[DATA TO USE Boundary: Start]

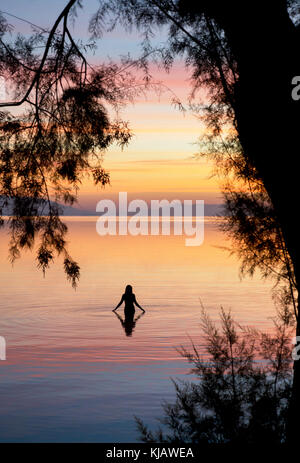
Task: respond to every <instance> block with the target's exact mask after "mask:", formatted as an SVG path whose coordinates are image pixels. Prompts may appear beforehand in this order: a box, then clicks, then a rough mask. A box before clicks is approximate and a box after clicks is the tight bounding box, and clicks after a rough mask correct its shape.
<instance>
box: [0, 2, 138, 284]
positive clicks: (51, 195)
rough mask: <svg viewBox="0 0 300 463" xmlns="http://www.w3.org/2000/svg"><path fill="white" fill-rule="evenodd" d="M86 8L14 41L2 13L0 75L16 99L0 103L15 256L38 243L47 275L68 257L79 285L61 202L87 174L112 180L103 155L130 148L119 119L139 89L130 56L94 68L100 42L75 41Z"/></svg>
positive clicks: (63, 9) (11, 224)
mask: <svg viewBox="0 0 300 463" xmlns="http://www.w3.org/2000/svg"><path fill="white" fill-rule="evenodd" d="M80 6H81V3H80V2H77V1H75V0H72V1H69V2H66V6H65V8H64V9H63V10H62V12H61V13H60V14H59V16H58V18H57V19H56V21H55V23H54V24H53V26H52V28H51V29H50V30H45V29H42V28H40V27H38V26H35V25H32V28H33V32H32V35H31V36H30V37H29V38H25V37H24V36H22V35H20V34H18V35H16V38H15V40H13V39H11V35H12V36H13V35H14V30H13V29H12V27H11V26H10V25H9V24H8V22H7V20H6V19H5V18H4V16H3V15H2V14H0V75H2V76H3V77H4V78H5V80H6V82H7V84H9V85H7V87H8V88H10V93H11V101H2V102H0V107H1V109H2V108H3V110H2V111H1V112H0V218H1V215H2V214H3V212H4V213H5V211H7V210H9V212H10V214H11V217H10V218H9V228H10V232H11V242H10V257H11V260H12V261H14V260H15V259H16V258H17V257H19V255H20V251H21V250H22V248H25V247H27V248H31V247H33V245H34V243H35V242H36V241H38V248H37V261H38V266H39V267H41V268H42V270H43V271H44V272H45V270H46V269H47V267H48V266H49V264H50V263H51V261H53V259H54V257H55V255H56V254H57V255H58V254H62V255H63V257H64V269H65V272H66V274H67V277H68V278H69V279H70V280H71V282H72V284H73V286H75V285H76V282H77V280H78V278H79V265H78V264H77V263H76V262H75V261H74V260H73V259H72V257H71V256H70V255H69V253H68V251H67V248H66V241H65V234H66V232H67V227H66V225H65V224H64V223H63V222H62V220H61V219H60V214H61V212H62V208H61V207H60V205H59V204H62V203H64V204H69V205H72V204H73V203H74V202H75V201H76V197H77V192H78V189H79V186H80V183H81V180H82V179H83V177H84V176H87V175H90V176H92V178H93V180H94V182H95V184H100V185H101V186H105V185H106V184H107V183H109V174H108V173H107V172H106V171H105V170H104V169H103V168H102V156H103V152H104V151H105V149H106V148H107V147H109V146H110V145H111V144H112V143H117V144H119V145H120V146H121V147H123V146H124V145H126V144H127V143H128V141H129V139H130V137H131V134H130V130H129V128H128V126H127V123H126V122H124V121H122V120H121V119H119V117H118V116H117V114H118V111H119V109H120V107H121V105H123V104H124V103H125V102H128V101H129V100H131V99H132V96H133V94H135V95H136V93H137V91H138V90H137V85H136V84H137V82H136V79H135V78H134V77H132V75H130V69H129V67H130V66H132V63H129V62H127V61H126V60H125V59H124V60H123V62H122V63H121V65H119V66H117V65H115V64H113V63H110V64H107V65H99V66H91V65H89V63H88V62H87V60H86V58H85V53H86V51H87V49H88V48H90V47H93V44H92V43H89V45H87V46H85V45H84V44H81V43H77V42H75V40H74V39H73V37H72V34H71V32H70V29H69V26H68V21H69V18H70V17H72V16H74V15H75V14H76V8H79V7H80ZM41 50H42V52H41ZM12 108H14V110H13V111H12V112H8V110H11V109H12ZM109 109H110V111H109ZM112 110H114V111H115V114H116V117H115V119H111V117H110V116H109V113H110V114H111V113H112ZM3 224H4V221H3V219H2V218H1V222H0V225H3Z"/></svg>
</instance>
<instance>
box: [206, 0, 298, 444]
mask: <svg viewBox="0 0 300 463" xmlns="http://www.w3.org/2000/svg"><path fill="white" fill-rule="evenodd" d="M211 3H213V2H211ZM223 4H224V9H223V10H222V11H221V10H220V7H219V6H218V7H215V10H216V11H214V12H213V11H211V12H210V14H211V16H212V17H214V19H216V20H217V21H218V22H219V24H220V25H221V27H222V28H223V29H224V31H225V33H226V36H227V38H228V40H229V42H230V46H231V48H232V50H233V51H234V54H235V57H236V60H237V64H238V72H239V83H238V85H237V87H236V92H235V103H234V104H235V107H234V110H235V116H236V123H237V129H238V133H239V138H240V142H241V144H242V147H243V150H244V153H245V155H246V156H247V158H248V159H249V161H250V162H251V163H253V165H254V166H255V167H256V168H257V170H258V172H259V175H260V177H261V178H262V180H263V182H264V185H265V188H266V190H267V192H268V194H269V196H270V198H271V200H272V203H273V206H274V209H275V213H276V215H277V218H278V221H279V223H280V224H281V226H282V231H283V235H284V238H285V242H286V245H287V249H288V252H289V254H290V256H291V259H292V262H293V266H294V271H295V278H296V284H297V287H299V285H300V244H299V243H300V240H299V230H298V227H297V222H296V217H295V215H296V214H297V212H298V203H297V201H298V197H299V184H300V179H299V177H300V175H299V171H298V159H297V158H299V154H300V152H299V151H300V137H299V135H298V134H299V132H300V130H299V129H300V100H299V101H294V100H293V99H292V96H291V92H292V88H293V86H292V78H293V77H294V76H300V63H299V58H298V56H299V43H300V40H299V33H298V31H297V29H296V27H295V26H294V24H293V23H292V22H291V20H290V18H289V16H288V14H287V7H286V2H285V1H276V2H274V1H270V0H267V1H263V2H262V1H257V0H254V1H252V2H247V4H246V5H245V3H244V2H240V0H238V1H237V0H231V1H228V2H223ZM207 8H209V7H207ZM210 8H211V7H210ZM298 306H299V299H298ZM296 334H297V335H300V323H299V322H298V323H297V330H296ZM297 417H300V360H299V361H295V362H294V382H293V394H292V402H291V407H290V415H289V425H288V434H289V440H290V441H291V440H295V439H296V438H297V439H298V436H297V437H296V434H297V426H296V419H297Z"/></svg>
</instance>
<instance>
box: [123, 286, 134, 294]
mask: <svg viewBox="0 0 300 463" xmlns="http://www.w3.org/2000/svg"><path fill="white" fill-rule="evenodd" d="M125 293H126V294H132V286H131V285H127V286H126V288H125Z"/></svg>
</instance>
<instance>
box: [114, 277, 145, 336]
mask: <svg viewBox="0 0 300 463" xmlns="http://www.w3.org/2000/svg"><path fill="white" fill-rule="evenodd" d="M123 302H125V308H124V315H125V320H123V319H122V317H120V315H119V314H118V313H117V312H116V310H117V308H118V307H120V305H121V304H122V303H123ZM134 304H135V305H137V306H138V307H139V308H140V309H141V310H142V313H141V314H140V315H139V316H138V317H136V318H134V313H135V309H134ZM113 312H114V313H115V314H116V315H117V317H118V319H119V320H120V322H121V324H122V326H123V328H124V330H125V333H126V336H131V335H132V332H133V330H134V328H135V324H136V322H137V321H138V319H139V318H141V316H142V315H143V314H144V313H145V310H144V309H143V308H142V307H141V306H140V304H139V303H138V302H137V300H136V298H135V294H133V292H132V286H130V285H127V286H126V289H125V293H124V294H123V296H122V299H121V300H120V302H119V304H118V305H117V307H116V308H115V309H114V310H113Z"/></svg>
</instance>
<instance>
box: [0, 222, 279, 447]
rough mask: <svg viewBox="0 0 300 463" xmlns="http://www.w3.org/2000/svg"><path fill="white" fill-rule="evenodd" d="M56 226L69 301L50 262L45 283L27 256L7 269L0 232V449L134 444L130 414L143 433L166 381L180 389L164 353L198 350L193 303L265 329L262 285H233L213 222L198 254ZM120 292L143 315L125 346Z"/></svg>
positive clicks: (268, 320) (258, 276) (165, 355)
mask: <svg viewBox="0 0 300 463" xmlns="http://www.w3.org/2000/svg"><path fill="white" fill-rule="evenodd" d="M66 221H67V224H68V227H69V241H70V243H69V249H70V252H71V255H72V256H73V258H74V259H75V260H78V261H79V263H80V266H81V279H80V283H79V286H78V288H77V289H76V291H74V290H73V289H72V288H71V286H70V284H69V283H68V282H67V281H66V278H65V276H64V273H63V270H62V262H61V261H60V260H59V259H58V260H57V262H55V264H54V265H53V266H52V268H51V269H50V270H49V271H48V272H47V274H46V277H45V278H43V275H42V273H41V271H39V270H38V269H36V262H35V260H34V255H33V254H32V253H30V252H27V253H25V254H24V255H23V257H22V258H21V259H20V260H18V261H17V262H16V263H15V265H14V267H12V266H11V264H10V263H9V261H8V258H7V255H8V239H9V238H8V236H7V232H6V231H5V230H2V231H1V232H0V237H1V241H0V278H1V287H0V294H1V297H0V335H1V336H4V337H5V339H6V343H7V360H6V361H1V362H0V403H1V406H0V440H1V441H6V442H8V441H12V442H15V441H17V442H46V441H47V442H48V441H50V442H66V441H67V442H76V441H77V442H78V441H79V442H95V441H96V442H134V441H136V440H137V439H138V436H137V433H136V428H135V424H134V420H133V415H138V416H140V417H142V418H143V419H144V420H145V421H146V422H147V423H149V424H150V425H151V424H155V423H156V418H157V417H159V416H161V403H162V401H163V400H172V399H173V398H174V390H173V386H172V383H171V381H170V377H173V378H180V379H187V377H186V373H187V372H188V365H187V363H186V362H185V360H184V359H182V358H181V357H180V355H179V354H178V352H177V350H176V347H179V346H180V345H184V346H186V347H188V346H189V345H190V338H192V339H193V341H194V342H195V343H196V344H198V345H199V346H200V349H201V348H202V347H201V346H203V339H202V338H201V335H200V331H199V316H200V299H201V301H202V303H203V304H204V306H205V308H206V310H207V311H208V313H209V314H210V315H211V317H212V318H213V319H217V317H218V312H219V310H220V307H221V305H222V306H223V307H224V308H225V309H231V311H232V313H233V314H234V316H235V318H236V319H237V321H239V322H241V323H246V324H249V325H252V326H256V327H258V328H262V329H269V328H270V327H271V324H272V322H271V320H270V317H271V316H273V315H274V308H273V304H272V300H271V296H270V292H269V289H270V287H271V284H270V283H266V282H264V281H262V280H261V279H260V278H259V276H257V277H255V278H253V279H245V280H243V281H240V279H239V271H238V269H239V265H238V262H237V260H236V259H235V258H233V257H229V255H228V253H226V252H225V251H224V250H222V249H220V248H219V246H229V245H230V243H229V242H227V241H226V240H225V237H224V235H223V234H222V233H221V232H220V231H219V229H218V226H217V223H218V220H215V219H211V218H207V219H206V222H205V239H204V244H203V245H201V246H199V247H186V246H185V245H184V240H185V237H183V236H137V237H132V236H106V237H100V236H99V235H97V233H96V225H95V222H96V218H95V217H85V218H78V217H77V218H68V219H66ZM126 284H131V285H132V286H133V288H134V292H135V294H136V297H137V300H138V302H139V303H140V304H141V305H142V306H143V307H144V308H145V310H146V313H145V315H143V316H142V317H141V318H140V319H139V320H138V321H137V322H136V325H135V327H134V329H133V332H132V335H131V336H127V335H126V333H125V330H124V328H123V326H122V324H121V322H120V320H119V319H118V318H117V316H116V315H115V314H114V313H113V312H112V309H113V308H114V307H115V306H116V305H117V303H118V302H119V300H120V298H121V295H122V293H123V291H124V288H125V285H126ZM118 311H119V313H120V315H121V316H122V315H123V308H122V307H121V308H120V309H118ZM138 311H139V309H137V315H138Z"/></svg>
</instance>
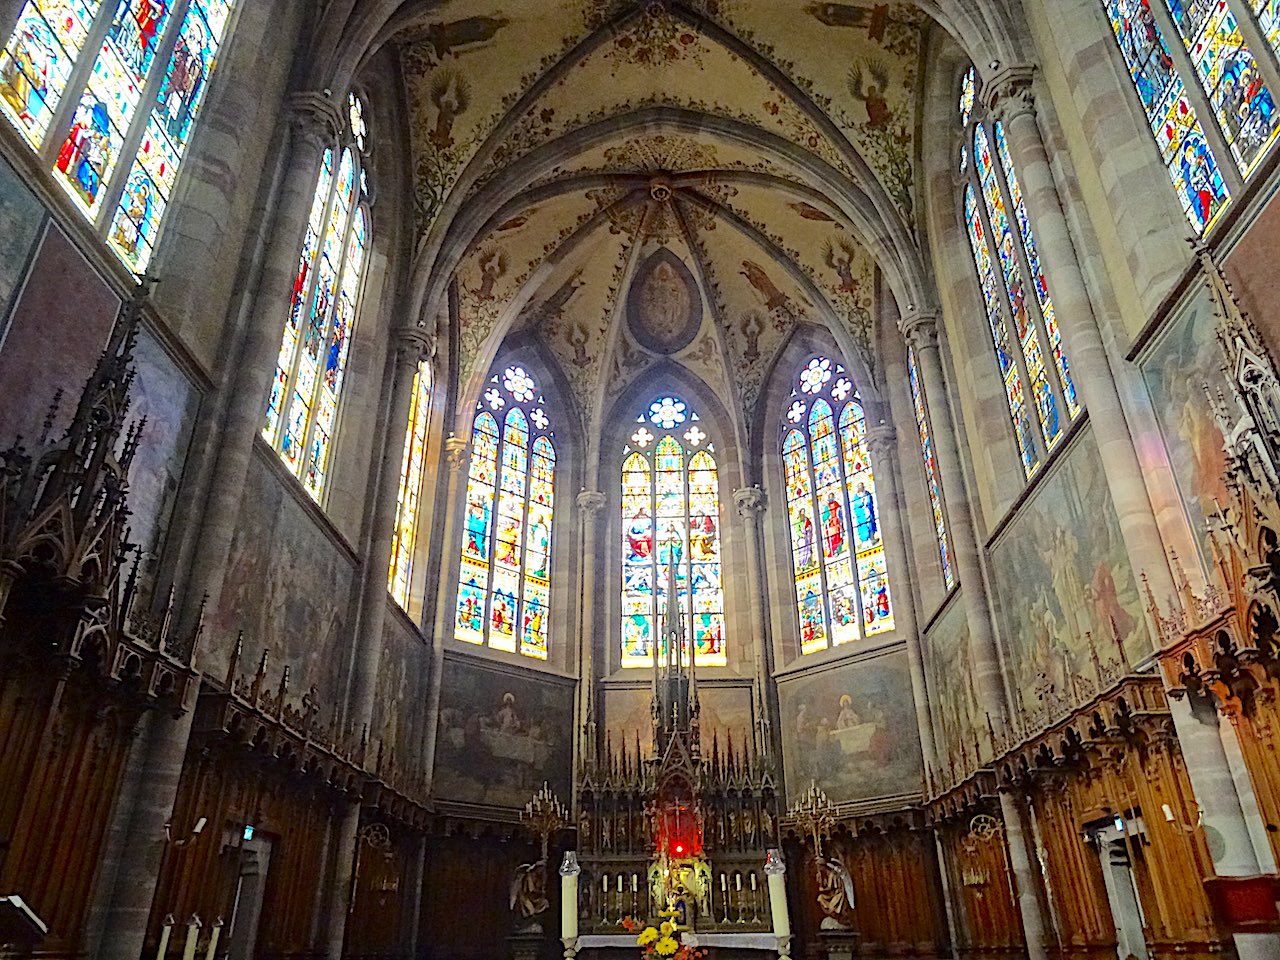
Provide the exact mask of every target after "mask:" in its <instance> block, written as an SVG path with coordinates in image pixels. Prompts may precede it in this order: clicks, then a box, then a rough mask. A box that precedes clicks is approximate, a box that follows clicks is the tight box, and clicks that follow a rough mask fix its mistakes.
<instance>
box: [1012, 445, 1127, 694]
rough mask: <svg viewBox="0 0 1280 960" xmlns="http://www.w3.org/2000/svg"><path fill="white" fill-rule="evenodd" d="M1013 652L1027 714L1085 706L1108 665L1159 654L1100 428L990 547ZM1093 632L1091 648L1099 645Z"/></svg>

[DATA TO USE Boundary: End]

* _WHAT THE TASK REQUIRES_
Gather each line of the entries above that includes the word "positive" and copy those lines out. Case counts.

* _REPLY TO THE EXERCISE_
positive clicks: (51, 195)
positive clicks: (63, 9) (11, 224)
positive clicks: (268, 320) (258, 276) (165, 355)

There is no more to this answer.